== TASK DETAILS ==
Reproduce all of the material exactly as shown.

— BEGIN —

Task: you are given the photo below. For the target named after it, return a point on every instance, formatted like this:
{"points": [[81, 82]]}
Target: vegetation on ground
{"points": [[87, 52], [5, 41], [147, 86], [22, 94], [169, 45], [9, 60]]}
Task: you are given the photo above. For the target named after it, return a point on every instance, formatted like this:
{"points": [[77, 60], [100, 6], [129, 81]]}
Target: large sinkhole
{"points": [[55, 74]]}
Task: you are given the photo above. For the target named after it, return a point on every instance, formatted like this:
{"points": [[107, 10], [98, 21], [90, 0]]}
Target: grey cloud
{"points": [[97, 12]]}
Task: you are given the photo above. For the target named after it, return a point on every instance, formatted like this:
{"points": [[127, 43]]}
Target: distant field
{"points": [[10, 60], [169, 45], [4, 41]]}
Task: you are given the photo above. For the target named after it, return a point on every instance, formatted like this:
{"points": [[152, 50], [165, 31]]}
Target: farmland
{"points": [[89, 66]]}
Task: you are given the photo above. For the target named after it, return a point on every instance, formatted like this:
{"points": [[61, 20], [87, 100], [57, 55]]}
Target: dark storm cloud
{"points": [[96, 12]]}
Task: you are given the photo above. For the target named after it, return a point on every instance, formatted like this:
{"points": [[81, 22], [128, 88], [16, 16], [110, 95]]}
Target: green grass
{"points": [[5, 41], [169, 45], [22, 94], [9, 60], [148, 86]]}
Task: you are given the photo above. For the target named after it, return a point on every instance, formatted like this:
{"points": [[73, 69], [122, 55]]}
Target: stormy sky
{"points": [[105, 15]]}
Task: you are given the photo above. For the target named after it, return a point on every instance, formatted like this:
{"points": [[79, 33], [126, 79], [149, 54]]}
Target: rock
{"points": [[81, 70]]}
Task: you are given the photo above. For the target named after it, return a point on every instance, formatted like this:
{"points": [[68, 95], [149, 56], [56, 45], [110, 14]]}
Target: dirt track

— END —

== OUTPUT OF THE TASK ==
Task: you are given the photo below. For the target named after it, return a point on every instance, formatted like this:
{"points": [[81, 82]]}
Target: vegetation on ground
{"points": [[87, 52], [5, 41], [147, 86], [22, 94], [169, 45], [9, 60]]}
Task: you are given the photo above. For the target named after it, return a point on every instance, formatted like this:
{"points": [[77, 60], [100, 6], [129, 81]]}
Target: large sinkhole
{"points": [[55, 74]]}
Task: you are given the photo above. For the target named after it, return a point on every instance, formatted like this:
{"points": [[107, 10], [98, 21], [90, 0]]}
Target: grey cloud
{"points": [[97, 12]]}
Task: you are given the photo above. For the target named after it, return a point on every instance, formatted like this:
{"points": [[127, 43]]}
Target: distant field
{"points": [[10, 60], [169, 45], [4, 41]]}
Task: you are given the photo above. For the target named after it, return a point on every instance, formatted like this:
{"points": [[152, 50], [165, 31]]}
Target: farmland
{"points": [[89, 66]]}
Task: you are given the photo above. For the target named after it, return a point on every instance, formatted like this:
{"points": [[61, 20], [87, 100], [57, 55]]}
Target: dark storm cloud
{"points": [[96, 12]]}
Task: you are given the photo above. For the target named after it, return a point on every instance, formatted like this:
{"points": [[81, 22], [128, 88], [16, 16], [110, 95]]}
Target: green grass
{"points": [[5, 41], [169, 45], [22, 94], [9, 60], [148, 86]]}
Task: you are given the photo above. For the target named after it, return a point on every instance, formatted like this:
{"points": [[73, 69], [122, 55]]}
Target: stormy sky
{"points": [[105, 15]]}
Task: you are given the photo above. For the target named after it, return a point on every instance, formatted like this:
{"points": [[79, 33], [126, 79], [149, 54]]}
Target: rock
{"points": [[81, 70]]}
Task: you are given the photo above. For the target named after it, return a point on every instance, formatted like this:
{"points": [[68, 95], [149, 56], [56, 45], [110, 14]]}
Target: dirt track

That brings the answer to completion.